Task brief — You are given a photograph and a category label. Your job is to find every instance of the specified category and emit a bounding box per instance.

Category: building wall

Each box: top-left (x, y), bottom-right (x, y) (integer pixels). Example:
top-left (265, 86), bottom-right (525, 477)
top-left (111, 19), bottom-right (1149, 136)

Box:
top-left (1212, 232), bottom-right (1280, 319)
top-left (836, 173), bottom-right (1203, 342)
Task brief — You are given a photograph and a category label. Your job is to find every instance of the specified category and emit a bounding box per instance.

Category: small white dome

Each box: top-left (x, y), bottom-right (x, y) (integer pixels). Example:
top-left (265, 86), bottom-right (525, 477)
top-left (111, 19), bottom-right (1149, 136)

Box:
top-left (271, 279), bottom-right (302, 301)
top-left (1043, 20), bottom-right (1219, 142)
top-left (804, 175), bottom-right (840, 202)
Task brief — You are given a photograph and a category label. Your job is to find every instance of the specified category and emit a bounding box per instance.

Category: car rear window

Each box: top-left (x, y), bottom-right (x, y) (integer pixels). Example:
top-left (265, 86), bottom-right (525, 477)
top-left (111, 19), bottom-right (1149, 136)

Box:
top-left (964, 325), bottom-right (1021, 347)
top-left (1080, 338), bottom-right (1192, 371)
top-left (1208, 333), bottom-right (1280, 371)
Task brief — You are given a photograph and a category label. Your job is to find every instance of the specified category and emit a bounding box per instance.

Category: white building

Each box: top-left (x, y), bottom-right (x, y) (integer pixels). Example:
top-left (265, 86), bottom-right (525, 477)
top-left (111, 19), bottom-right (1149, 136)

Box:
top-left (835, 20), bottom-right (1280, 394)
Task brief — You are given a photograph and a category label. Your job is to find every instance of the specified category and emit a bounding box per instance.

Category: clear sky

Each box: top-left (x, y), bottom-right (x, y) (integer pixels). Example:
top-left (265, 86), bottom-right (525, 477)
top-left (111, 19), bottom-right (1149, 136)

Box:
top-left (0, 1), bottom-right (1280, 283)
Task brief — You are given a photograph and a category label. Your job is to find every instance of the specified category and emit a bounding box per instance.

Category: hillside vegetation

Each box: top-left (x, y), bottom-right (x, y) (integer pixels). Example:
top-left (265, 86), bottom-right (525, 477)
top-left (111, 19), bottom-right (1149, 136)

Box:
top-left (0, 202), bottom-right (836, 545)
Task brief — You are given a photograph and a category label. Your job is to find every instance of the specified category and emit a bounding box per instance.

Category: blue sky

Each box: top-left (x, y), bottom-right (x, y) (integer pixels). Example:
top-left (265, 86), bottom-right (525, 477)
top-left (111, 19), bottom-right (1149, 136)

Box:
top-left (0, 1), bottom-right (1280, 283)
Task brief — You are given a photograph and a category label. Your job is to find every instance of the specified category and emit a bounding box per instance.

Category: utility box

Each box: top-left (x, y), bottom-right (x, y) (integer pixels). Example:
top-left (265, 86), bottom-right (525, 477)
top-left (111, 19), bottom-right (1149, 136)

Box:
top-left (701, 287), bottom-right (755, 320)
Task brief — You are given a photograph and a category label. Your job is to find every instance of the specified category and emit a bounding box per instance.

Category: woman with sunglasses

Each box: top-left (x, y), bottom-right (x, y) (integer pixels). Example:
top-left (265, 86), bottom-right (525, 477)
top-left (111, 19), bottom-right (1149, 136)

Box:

**WORK TO COMPLETE**
Copy the lines above verbatim, with no changes.

**PROBLEM SOLUTION**
Task brief — You are given a photograph and a category label. Your job is to find every instance of the specified category and emit a bounding box per instance.

Category: building wall

Each box: top-left (x, y), bottom-right (x, y) (integer pixels). Example:
top-left (265, 86), bottom-right (525, 477)
top-left (111, 19), bottom-right (1149, 136)

Box:
top-left (1212, 232), bottom-right (1280, 319)
top-left (836, 173), bottom-right (1203, 342)
Task brief — You are given a photograph and a category label. Your job is to find every instance of the specified category and emit a bounding box per instance.

Category: small white dome

Each box: top-left (x, y), bottom-right (x, y) (integer pixels). Example:
top-left (265, 86), bottom-right (525, 477)
top-left (111, 19), bottom-right (1149, 136)

Box:
top-left (271, 279), bottom-right (302, 301)
top-left (1043, 20), bottom-right (1219, 142)
top-left (804, 175), bottom-right (840, 202)
Task brief — You are given a photograph and a category label. Your job is to find every instance of the specified category and emit a bounding box per instance.

Category: car rear window

Each box: top-left (x, y), bottom-right (x, y) (integer pixels). Example:
top-left (265, 86), bottom-right (525, 477)
top-left (111, 19), bottom-right (1149, 136)

Box:
top-left (964, 325), bottom-right (1021, 347)
top-left (1080, 338), bottom-right (1192, 371)
top-left (1208, 333), bottom-right (1280, 371)
Task brief — You are given a photograph and a category label. Your job is to find every instance of the specified category and emit a bounding box per instance.

Category: white building

Each box: top-left (x, y), bottom-right (x, y) (integer pixels). Example:
top-left (265, 86), bottom-right (525, 477)
top-left (111, 19), bottom-right (1149, 136)

Box:
top-left (835, 20), bottom-right (1280, 394)
Task brief — You are given a photograph and a category label. Your job is to find every instance of the specified category and emit a bounding box per instance.

Category: clear sky

Each box: top-left (x, y), bottom-right (x, y) (integer pixels). Example:
top-left (265, 86), bottom-right (525, 477)
top-left (111, 19), bottom-right (1149, 136)

Box:
top-left (0, 1), bottom-right (1280, 283)
Task brief — You are given a photograph and a category label. Your job is to find every instance of the specified category and emit a bounding box per instance.

Category: hillside vegetation

Each box: top-left (x, y), bottom-right (x, y) (integer pixels). Example:
top-left (265, 86), bottom-right (525, 477)
top-left (111, 19), bottom-right (1149, 136)

Box:
top-left (0, 202), bottom-right (836, 545)
Task brief — You are given a photograph and a category label. Your job is to find every instance of the specified category and emit a bounding box per instance.

Category: blue sky

Each box: top-left (x, y), bottom-right (x, y) (integer pixels). Example:
top-left (265, 86), bottom-right (525, 477)
top-left (111, 19), bottom-right (1149, 136)

Box:
top-left (0, 1), bottom-right (1280, 283)
Task brief — You are given a photograph and a category label. Your job is to find every instance of the specified category and emit a bounding box per instance.

Category: utility box

Each box: top-left (x, y), bottom-right (x, y) (integer pixels). Example:
top-left (265, 86), bottom-right (525, 477)
top-left (111, 19), bottom-right (1149, 136)

Box:
top-left (701, 287), bottom-right (755, 320)
Task brief — You are given a photograph and a category label. Your job is to find every instance of the specified category and emit a bounding box per instance.

Category: woman with sunglasses

Each box: top-left (x, y), bottom-right (x, y) (integer pixels). Example:
top-left (265, 86), bottom-right (525, 477)
top-left (111, 19), bottom-right (1149, 136)

Box:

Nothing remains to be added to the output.